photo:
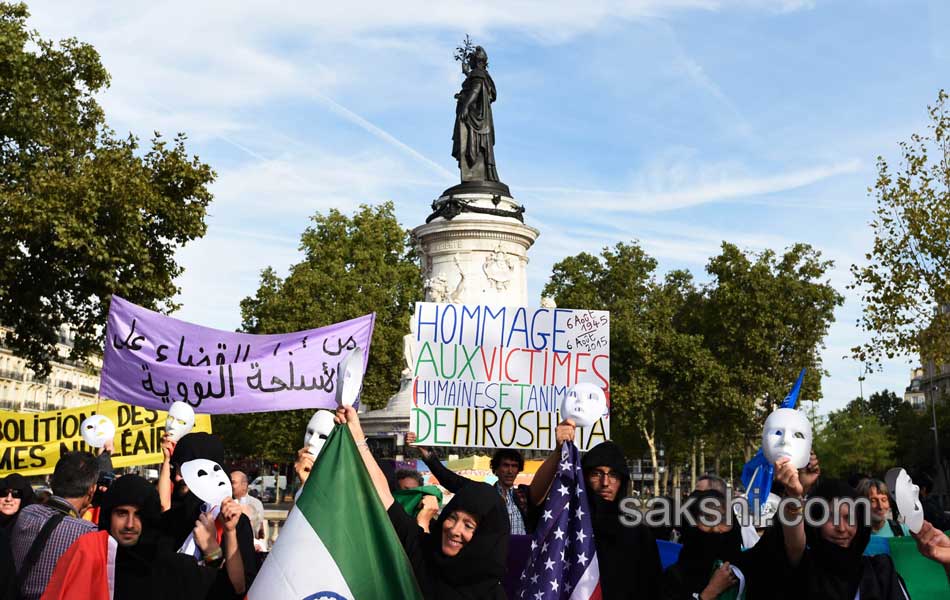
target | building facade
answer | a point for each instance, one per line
(69, 384)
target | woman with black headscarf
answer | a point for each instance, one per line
(703, 546)
(465, 555)
(16, 493)
(628, 556)
(179, 521)
(129, 560)
(833, 566)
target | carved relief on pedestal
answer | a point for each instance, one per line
(438, 290)
(499, 269)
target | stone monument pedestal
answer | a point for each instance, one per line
(474, 250)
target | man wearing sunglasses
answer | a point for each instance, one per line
(43, 532)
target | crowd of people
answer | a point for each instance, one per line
(142, 539)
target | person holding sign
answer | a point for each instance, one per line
(506, 463)
(466, 551)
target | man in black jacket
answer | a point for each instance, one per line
(506, 463)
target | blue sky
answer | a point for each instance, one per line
(679, 123)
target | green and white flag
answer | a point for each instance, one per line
(338, 542)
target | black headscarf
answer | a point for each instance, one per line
(15, 481)
(628, 557)
(180, 520)
(833, 572)
(702, 549)
(151, 568)
(477, 571)
(197, 445)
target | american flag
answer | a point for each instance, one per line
(563, 563)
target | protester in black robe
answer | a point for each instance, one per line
(179, 521)
(478, 569)
(152, 568)
(703, 546)
(465, 555)
(19, 487)
(8, 589)
(830, 571)
(628, 556)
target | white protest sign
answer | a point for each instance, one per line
(493, 376)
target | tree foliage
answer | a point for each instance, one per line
(854, 441)
(702, 363)
(765, 319)
(352, 266)
(83, 213)
(905, 282)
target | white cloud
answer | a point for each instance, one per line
(672, 186)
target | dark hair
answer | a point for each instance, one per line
(74, 474)
(409, 473)
(715, 482)
(924, 481)
(864, 486)
(509, 454)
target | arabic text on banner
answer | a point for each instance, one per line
(152, 360)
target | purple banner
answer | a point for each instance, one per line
(152, 360)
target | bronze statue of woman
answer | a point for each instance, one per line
(473, 140)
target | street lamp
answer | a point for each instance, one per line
(933, 408)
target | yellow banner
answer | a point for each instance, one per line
(31, 443)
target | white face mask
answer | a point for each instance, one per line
(318, 429)
(787, 432)
(349, 378)
(584, 403)
(180, 421)
(907, 498)
(207, 480)
(97, 430)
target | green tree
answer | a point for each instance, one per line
(83, 214)
(663, 380)
(853, 440)
(885, 405)
(765, 319)
(905, 283)
(352, 266)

_SHORT TASK_.
Rewrite all of the records above with every "headscarf" changed to "head covering" and nothing else altered. Leave out the pictures.

_SOLVED EXERCISE_.
photo:
target | building facade
answer | a point for each instance, one per line
(69, 384)
target | woman with black head covering
answer | a point for each instance, one per line
(703, 546)
(465, 555)
(16, 493)
(628, 556)
(179, 521)
(129, 560)
(833, 566)
target | carved relief on pedestal
answer | a point for each instance, one per line
(438, 290)
(499, 269)
target | stone monument pedestal
answer | a point for each instance, one per line
(474, 250)
target | man wearing sunglasses
answer | a point for each instance, one per line
(43, 532)
target | crowd of people
answer | a point for each instance, one per line
(142, 539)
target | person holding sign
answer | a point for each instance, one per line
(506, 463)
(466, 551)
target | man in black jacket
answer | a point for each instance, one per line
(506, 463)
target | blue sky
answer | a point for each instance, one per line
(679, 123)
target | green and white flag
answer | a point for each instance, one per line
(338, 542)
target | black head covering
answer | a point for each instance, one per line
(15, 481)
(628, 557)
(180, 520)
(833, 572)
(702, 549)
(151, 568)
(477, 571)
(197, 445)
target | american flag
answer | a point for each instance, one per line
(563, 563)
target | protester in black robe
answer | a point for each instance, one per line
(179, 521)
(478, 569)
(152, 568)
(703, 546)
(465, 555)
(19, 487)
(8, 589)
(830, 571)
(628, 556)
target | white protest sign
answer | a point for each instance, one per line
(493, 376)
target | tree foliage
answer | a point for each instance, one per line
(854, 441)
(702, 363)
(765, 319)
(352, 266)
(83, 213)
(905, 282)
target | white cloud
answer | a point for each instance, one per line
(672, 186)
target | dark hair
answer | a point for each instance, one per line
(74, 474)
(409, 473)
(715, 482)
(924, 481)
(864, 486)
(509, 454)
target | arabic text on banner
answer | a point for each instance, one per line
(152, 360)
target | purple banner
answer | a point for each instance, one per line
(152, 360)
target | bronze statue of woman
answer | a point for each instance, one per line
(473, 140)
target | street lamp
answer | a point for each instance, one per line
(933, 408)
target | yellow banner
answer | a point for each instance, one per line
(31, 443)
target | white face mask
answer | a point for each instance, one per line
(318, 429)
(787, 432)
(349, 378)
(584, 403)
(180, 421)
(907, 498)
(207, 480)
(97, 430)
target | green tree
answer | a point for each instance, one per line
(83, 214)
(663, 380)
(853, 440)
(885, 405)
(765, 319)
(905, 283)
(352, 266)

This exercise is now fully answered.